▶ _Exercise directions_:
Rewrite the material below, starting at the line that contains "the man's arm" and ending at its final line, with the requests included. Offset every coordinate in the answers by -77.

** begin Extracted records **

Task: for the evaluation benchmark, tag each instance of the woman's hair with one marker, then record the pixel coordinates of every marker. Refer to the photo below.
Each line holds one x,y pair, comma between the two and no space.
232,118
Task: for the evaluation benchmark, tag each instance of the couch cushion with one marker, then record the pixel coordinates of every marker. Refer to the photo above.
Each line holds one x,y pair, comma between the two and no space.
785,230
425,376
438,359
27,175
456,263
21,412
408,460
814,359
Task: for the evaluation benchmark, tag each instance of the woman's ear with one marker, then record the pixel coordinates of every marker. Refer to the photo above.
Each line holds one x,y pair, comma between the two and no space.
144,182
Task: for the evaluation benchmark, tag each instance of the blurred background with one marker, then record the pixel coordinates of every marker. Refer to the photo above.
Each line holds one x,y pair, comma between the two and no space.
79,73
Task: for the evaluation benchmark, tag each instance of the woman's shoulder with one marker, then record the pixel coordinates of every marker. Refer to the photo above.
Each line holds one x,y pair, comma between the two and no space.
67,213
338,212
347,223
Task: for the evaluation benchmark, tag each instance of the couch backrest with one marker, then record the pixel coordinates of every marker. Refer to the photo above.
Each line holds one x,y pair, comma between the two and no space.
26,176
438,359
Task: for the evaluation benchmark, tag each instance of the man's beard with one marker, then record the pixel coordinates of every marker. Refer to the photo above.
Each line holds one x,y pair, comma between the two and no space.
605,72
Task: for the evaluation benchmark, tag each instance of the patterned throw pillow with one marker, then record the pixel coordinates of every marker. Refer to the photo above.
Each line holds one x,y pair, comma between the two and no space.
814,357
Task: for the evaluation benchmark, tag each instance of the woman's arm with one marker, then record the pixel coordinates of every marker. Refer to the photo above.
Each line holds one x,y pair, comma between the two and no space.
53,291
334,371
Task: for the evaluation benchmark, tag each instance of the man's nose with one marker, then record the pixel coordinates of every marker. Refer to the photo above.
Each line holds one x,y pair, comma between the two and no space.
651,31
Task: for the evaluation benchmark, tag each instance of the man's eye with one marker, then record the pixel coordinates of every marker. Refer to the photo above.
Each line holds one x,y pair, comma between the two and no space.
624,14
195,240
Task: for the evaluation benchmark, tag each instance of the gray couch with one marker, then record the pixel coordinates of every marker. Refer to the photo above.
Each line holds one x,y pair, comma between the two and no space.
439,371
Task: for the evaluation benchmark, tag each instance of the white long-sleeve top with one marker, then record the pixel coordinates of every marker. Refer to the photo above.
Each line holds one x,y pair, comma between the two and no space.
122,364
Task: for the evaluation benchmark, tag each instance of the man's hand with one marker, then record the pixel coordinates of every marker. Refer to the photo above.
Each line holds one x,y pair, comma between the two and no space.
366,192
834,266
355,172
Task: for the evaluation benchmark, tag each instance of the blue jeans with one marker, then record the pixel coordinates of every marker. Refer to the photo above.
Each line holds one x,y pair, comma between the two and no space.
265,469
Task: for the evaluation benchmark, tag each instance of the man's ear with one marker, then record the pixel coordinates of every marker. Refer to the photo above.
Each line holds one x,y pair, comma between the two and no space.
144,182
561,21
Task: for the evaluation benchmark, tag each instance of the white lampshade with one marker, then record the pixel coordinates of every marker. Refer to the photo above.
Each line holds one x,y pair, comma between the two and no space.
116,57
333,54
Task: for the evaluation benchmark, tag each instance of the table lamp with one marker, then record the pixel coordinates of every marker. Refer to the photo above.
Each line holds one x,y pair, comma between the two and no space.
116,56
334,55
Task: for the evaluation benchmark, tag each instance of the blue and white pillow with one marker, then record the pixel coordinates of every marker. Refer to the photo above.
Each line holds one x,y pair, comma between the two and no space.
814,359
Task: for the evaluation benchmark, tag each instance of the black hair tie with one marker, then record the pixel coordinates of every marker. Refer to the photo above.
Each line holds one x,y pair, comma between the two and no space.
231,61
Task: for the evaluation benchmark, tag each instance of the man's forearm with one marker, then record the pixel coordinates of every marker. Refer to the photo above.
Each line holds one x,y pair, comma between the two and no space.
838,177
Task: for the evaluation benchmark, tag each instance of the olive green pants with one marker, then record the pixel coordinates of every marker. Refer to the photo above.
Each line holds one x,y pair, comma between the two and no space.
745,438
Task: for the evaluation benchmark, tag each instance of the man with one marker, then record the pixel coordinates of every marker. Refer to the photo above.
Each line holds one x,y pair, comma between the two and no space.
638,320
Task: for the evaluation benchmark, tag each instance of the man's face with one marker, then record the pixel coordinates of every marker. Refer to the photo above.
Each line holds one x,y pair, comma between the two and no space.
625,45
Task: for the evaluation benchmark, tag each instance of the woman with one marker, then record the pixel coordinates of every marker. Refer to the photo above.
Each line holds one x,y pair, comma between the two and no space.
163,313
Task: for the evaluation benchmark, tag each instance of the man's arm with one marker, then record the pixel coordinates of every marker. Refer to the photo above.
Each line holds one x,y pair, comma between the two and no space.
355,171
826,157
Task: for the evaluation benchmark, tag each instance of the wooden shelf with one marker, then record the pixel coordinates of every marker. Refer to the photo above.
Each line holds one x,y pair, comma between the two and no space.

** end Extracted records **

▶ _Written response_:
Task: for the evaluation benchmark, tag each instance of the man's arm with one marker, then record the pixel coordinates of every marker. Refer to the photo above.
Each line holds one x,y pair, comma between the two and no space.
278,94
749,80
Task: for the evaluation benchmark, tag each instance of the wooden shelf with one marker, then record the pixel coordinates of every marker. Refer to the photo above.
Each line holds one x,y pair, comma between the two and no space.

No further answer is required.